### Task brief:
Identify every line in the items below that contains the word "asphalt", and copy each of those lines in full.

· · · · · · ·

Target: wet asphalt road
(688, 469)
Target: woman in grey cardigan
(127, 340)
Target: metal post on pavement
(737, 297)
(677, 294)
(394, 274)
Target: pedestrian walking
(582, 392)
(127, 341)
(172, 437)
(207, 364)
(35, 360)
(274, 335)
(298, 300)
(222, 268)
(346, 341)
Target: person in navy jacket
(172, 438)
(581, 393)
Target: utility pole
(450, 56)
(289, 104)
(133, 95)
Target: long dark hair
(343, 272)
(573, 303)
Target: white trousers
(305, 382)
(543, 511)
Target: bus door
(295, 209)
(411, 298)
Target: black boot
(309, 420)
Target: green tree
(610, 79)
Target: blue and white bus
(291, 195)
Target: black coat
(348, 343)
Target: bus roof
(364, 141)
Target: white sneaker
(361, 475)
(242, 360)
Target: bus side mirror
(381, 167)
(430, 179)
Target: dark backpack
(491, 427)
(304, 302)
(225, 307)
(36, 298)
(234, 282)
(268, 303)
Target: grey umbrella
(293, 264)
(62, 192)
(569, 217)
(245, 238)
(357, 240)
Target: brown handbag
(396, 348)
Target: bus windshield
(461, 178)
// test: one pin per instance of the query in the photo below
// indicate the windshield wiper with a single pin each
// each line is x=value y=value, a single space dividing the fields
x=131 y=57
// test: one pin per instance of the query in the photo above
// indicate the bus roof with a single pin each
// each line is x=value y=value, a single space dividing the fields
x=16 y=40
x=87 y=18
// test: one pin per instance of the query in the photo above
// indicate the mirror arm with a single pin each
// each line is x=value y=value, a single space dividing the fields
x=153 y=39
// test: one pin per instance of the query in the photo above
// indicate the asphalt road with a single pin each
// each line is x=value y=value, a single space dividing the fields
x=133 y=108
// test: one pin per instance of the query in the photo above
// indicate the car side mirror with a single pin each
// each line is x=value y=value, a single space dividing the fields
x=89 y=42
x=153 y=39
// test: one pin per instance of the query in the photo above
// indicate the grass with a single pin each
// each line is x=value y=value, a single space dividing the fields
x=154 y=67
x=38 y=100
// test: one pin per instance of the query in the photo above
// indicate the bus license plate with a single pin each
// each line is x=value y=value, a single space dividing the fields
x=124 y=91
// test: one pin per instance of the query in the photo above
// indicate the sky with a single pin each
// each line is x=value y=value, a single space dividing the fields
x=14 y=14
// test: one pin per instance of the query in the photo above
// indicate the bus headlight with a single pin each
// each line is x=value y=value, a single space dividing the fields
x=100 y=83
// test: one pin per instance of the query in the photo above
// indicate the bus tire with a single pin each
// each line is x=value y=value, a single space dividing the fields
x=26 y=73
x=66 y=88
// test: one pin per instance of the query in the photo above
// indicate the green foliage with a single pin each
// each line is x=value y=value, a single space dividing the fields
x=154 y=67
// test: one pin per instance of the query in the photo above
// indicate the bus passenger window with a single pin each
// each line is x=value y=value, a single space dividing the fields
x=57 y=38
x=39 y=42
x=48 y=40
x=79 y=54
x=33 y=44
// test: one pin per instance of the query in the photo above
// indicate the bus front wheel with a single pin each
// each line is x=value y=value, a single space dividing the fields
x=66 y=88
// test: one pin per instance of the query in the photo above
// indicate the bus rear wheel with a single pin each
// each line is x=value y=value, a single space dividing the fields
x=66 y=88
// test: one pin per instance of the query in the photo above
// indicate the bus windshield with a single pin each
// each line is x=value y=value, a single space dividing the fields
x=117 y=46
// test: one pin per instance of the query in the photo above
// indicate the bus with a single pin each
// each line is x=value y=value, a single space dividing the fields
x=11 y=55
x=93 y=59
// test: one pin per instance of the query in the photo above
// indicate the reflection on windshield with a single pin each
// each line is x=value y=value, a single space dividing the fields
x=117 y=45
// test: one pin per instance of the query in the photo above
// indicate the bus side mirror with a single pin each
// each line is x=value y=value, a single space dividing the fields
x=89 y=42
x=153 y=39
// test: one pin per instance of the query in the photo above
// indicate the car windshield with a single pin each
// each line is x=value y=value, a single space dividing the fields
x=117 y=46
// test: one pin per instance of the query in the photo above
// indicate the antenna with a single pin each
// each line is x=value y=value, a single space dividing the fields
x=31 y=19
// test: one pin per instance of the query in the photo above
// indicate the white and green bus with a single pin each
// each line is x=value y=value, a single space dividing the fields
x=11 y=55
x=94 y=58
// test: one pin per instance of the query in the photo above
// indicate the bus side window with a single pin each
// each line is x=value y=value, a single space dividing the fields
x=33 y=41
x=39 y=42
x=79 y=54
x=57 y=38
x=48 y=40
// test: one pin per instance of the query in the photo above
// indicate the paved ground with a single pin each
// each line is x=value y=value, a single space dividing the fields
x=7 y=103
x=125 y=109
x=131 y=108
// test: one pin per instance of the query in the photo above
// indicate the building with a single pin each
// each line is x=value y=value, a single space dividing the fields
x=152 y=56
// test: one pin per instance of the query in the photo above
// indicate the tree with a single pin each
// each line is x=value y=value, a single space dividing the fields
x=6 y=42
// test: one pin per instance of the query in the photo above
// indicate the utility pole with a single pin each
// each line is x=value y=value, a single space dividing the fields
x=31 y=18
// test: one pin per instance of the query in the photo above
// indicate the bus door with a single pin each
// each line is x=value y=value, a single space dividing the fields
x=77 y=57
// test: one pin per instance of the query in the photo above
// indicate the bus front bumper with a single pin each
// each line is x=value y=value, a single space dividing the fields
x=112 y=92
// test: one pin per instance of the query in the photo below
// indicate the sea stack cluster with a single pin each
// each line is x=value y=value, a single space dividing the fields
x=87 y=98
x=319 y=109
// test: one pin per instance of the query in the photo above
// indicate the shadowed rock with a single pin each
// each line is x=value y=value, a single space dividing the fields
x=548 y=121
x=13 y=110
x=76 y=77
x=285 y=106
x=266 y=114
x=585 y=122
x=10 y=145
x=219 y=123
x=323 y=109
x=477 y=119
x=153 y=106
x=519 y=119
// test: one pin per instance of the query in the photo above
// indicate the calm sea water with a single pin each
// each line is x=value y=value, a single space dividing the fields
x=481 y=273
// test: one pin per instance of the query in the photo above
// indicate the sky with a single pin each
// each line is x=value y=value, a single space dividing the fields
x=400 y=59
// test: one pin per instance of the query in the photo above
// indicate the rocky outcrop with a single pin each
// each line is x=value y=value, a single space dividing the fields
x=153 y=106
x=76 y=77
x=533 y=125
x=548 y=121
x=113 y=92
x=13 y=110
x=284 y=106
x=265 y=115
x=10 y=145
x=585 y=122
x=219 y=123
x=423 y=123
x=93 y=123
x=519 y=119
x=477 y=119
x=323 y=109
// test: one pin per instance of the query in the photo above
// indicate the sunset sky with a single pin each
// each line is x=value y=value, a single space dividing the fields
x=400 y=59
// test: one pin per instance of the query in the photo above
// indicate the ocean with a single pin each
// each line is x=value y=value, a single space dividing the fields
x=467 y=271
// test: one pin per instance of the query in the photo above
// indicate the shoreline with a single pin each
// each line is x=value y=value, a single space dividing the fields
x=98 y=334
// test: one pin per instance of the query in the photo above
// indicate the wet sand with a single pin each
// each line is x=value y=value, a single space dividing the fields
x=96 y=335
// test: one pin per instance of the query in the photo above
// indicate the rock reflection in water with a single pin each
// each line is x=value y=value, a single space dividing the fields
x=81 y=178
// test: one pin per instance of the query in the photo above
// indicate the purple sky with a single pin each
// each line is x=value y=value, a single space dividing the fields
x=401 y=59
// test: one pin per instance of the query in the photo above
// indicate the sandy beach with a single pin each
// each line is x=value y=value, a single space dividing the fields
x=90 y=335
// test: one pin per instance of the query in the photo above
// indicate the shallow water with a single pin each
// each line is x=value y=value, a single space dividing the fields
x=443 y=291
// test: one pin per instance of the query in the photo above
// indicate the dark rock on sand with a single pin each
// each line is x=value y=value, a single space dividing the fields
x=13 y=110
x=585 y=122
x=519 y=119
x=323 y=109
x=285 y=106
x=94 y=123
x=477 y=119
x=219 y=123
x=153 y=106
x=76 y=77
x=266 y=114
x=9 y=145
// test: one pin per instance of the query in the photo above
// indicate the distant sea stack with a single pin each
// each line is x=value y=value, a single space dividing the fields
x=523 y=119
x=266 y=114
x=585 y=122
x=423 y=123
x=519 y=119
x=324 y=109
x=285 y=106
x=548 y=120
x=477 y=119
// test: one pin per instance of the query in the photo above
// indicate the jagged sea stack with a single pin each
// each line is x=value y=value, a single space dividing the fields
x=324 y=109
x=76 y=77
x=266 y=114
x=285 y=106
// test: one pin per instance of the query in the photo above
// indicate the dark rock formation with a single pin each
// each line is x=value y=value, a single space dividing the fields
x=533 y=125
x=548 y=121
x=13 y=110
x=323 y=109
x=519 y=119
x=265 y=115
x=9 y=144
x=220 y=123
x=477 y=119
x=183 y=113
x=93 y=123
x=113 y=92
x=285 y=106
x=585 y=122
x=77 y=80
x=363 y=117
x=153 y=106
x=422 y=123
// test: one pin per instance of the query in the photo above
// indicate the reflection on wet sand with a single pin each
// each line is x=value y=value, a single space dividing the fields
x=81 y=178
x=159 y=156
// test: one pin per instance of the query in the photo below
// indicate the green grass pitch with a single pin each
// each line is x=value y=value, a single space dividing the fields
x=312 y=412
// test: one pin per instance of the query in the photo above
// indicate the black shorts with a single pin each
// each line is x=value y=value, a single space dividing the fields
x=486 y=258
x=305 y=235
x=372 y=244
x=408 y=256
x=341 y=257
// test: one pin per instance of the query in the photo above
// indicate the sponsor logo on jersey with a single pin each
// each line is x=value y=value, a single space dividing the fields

· · · · · · ·

### Answer to the task:
Target: wet asphalt road
// indicate the asphalt road with a single pin each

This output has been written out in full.